Excerpted text.
-------

A tiny group of people can see ‘invisible’ colours that no-one else can perceive, discovers David Robson. How do they do it?

By David Robson

BBC 

As Concetta Antico took her pupils to the park for an art lesson, she would often question them about the many shades she saw flashing before her eyes. “I’d say, ‘Look at the light on the water – can you see the pink shimmering across that rock? Can you see the red on the edge of that leaf there?’” The students would all nod in agreement. It was only years later that she realised they were just too polite to tell the truth: the colours she saw so vividly were invisible to them.

Today, she knows that this is a symptom of a condition known as “tetrachromacy”. Thanks to a variation in a gene that influences the development of their retinas, people like Antico can see colours invisible to most of us. Consider a pebble pathway. What appears dull grey to you or me shines like a jeweller’s display to Antico. “The little stones jump out at me with oranges, yellows, greens, blues and pinks,” she says. “I’m kind of shocked when I realise what other people aren’t seeing.”

-------

(Source data)
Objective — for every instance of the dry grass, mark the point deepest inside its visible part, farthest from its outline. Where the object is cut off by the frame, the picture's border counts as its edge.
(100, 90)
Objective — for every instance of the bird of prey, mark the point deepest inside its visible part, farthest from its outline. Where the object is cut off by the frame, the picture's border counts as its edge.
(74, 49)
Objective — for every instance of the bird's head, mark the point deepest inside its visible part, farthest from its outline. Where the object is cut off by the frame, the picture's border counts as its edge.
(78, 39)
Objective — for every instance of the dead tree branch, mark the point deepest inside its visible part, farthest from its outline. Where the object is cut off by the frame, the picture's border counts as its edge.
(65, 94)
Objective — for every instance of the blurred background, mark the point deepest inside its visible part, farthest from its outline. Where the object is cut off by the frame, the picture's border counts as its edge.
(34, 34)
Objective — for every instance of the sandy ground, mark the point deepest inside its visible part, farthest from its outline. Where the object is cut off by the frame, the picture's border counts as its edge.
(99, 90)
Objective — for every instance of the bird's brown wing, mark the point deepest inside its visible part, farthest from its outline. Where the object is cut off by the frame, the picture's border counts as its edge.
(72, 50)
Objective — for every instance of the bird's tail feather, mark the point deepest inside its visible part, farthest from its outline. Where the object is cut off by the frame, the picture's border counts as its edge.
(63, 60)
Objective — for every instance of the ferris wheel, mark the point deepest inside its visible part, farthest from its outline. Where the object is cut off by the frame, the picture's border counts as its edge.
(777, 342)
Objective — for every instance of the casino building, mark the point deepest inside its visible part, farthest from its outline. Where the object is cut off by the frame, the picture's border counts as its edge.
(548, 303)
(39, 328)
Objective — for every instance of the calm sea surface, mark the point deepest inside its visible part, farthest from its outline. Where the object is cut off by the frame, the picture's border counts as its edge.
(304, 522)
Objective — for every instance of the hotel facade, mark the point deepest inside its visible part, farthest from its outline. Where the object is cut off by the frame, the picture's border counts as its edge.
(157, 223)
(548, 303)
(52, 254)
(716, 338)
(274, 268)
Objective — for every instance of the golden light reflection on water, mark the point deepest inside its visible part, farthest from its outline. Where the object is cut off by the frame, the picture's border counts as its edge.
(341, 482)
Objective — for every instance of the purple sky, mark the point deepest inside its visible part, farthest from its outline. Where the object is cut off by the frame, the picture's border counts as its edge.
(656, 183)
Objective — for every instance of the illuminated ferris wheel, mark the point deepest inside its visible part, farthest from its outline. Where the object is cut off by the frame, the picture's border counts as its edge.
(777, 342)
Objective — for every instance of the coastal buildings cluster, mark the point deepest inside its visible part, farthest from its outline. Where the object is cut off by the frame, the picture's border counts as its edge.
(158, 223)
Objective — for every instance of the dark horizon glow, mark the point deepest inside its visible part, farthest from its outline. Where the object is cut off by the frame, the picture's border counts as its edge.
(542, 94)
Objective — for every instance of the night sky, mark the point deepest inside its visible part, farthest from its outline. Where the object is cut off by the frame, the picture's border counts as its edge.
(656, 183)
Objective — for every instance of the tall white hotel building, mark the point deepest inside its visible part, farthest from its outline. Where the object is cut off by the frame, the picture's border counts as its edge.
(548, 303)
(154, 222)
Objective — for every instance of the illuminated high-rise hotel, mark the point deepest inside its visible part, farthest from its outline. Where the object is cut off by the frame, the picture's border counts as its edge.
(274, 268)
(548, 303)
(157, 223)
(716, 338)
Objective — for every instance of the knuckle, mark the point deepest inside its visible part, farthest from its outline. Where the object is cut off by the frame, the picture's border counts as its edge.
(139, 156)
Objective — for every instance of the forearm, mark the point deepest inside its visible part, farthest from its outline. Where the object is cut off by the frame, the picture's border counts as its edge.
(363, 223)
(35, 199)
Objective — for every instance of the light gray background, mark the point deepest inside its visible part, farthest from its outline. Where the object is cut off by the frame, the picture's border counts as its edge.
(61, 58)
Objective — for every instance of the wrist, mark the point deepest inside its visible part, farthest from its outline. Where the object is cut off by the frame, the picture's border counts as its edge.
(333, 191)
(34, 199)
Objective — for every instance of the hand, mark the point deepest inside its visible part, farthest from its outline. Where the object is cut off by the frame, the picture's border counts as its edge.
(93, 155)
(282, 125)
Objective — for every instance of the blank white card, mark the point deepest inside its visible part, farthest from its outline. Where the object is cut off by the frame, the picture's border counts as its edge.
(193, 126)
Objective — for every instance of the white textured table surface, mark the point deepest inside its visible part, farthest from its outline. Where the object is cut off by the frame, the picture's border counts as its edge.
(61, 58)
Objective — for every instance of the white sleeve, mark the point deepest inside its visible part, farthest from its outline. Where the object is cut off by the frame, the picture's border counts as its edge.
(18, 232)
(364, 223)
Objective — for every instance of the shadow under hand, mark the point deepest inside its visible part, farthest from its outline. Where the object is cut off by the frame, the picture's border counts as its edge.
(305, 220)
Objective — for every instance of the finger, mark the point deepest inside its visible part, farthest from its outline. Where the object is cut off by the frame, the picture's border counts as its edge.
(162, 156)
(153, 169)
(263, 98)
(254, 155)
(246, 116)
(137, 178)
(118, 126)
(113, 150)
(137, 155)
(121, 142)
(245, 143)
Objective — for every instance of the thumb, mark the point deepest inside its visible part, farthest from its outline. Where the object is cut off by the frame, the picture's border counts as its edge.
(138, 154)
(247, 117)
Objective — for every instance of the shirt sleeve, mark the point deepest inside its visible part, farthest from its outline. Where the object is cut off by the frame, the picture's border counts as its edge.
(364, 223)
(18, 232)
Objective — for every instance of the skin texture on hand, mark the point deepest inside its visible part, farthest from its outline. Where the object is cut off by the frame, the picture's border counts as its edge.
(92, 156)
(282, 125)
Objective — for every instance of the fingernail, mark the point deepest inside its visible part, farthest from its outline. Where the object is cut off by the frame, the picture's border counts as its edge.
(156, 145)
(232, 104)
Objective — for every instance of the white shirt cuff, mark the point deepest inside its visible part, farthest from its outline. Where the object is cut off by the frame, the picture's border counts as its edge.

-------

Activity 1. In the article on tetrachromacy, what does a pebble pathway look like to most people?
Activity 2. Write the next part of the tetrachromacy article, picking up after its final sentence.

Exercise result 1. Dull grey.

Exercise result 2.
Tetrachromats are rare enough, but Antico is particularly remarkable, since, as an artist, she is able to give us a rare view into that world. “Her artwork might tap into a structure that all of us can appreciate,” says Kimberly Jameson at the University of California, Irvine, who has studied Antico extensively. It’s even possible that she might suggest ways for more people to see the same way.

The question of whether we all see the same colours has a long history in philosophy and science. In the past, there seemed little reason to expect huge differences. We know that almost everyone has three types of “cone cells” in their retina that each respond to a different bandwidth of light. The colour of an object depends on the particular combination of those signals, but although the exact sensitivity may vary between people, overall one person’s colours should roughly match another person’s. The exceptions were thought to be colour-blind people, where one of the cones is faulty. With reduced sensitivity at certain wavelengths, they struggle to tell the difference between reds and greens, for instance.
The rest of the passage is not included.